§ **Data shown**
****
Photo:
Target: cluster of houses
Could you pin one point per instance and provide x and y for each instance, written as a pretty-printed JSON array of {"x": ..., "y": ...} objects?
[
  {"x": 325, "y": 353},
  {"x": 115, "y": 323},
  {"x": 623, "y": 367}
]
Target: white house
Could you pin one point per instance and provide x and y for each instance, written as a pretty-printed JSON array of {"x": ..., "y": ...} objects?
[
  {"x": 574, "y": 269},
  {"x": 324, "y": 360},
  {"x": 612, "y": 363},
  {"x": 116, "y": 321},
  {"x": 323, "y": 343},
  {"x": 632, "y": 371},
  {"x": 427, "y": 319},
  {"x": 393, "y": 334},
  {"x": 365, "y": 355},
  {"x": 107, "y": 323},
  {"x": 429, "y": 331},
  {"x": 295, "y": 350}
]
****
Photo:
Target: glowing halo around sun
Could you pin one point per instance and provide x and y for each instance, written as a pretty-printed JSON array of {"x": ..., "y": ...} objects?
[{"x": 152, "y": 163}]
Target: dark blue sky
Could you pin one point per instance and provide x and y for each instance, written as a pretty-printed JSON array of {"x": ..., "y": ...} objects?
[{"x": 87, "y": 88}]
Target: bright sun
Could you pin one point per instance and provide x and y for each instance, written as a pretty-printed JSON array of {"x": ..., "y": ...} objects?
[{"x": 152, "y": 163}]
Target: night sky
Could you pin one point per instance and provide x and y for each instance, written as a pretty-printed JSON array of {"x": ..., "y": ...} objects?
****
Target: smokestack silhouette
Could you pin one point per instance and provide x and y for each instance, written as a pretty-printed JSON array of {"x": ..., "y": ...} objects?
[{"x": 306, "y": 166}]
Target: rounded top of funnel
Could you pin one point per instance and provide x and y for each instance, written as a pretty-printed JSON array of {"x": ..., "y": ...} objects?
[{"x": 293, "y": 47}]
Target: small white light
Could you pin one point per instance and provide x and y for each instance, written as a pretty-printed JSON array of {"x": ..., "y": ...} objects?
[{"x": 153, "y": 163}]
****
§ **Brief**
How many of the lines above contain the string "Target"? Match case exactly, and reply with the number alone.

§ **The completed task**
9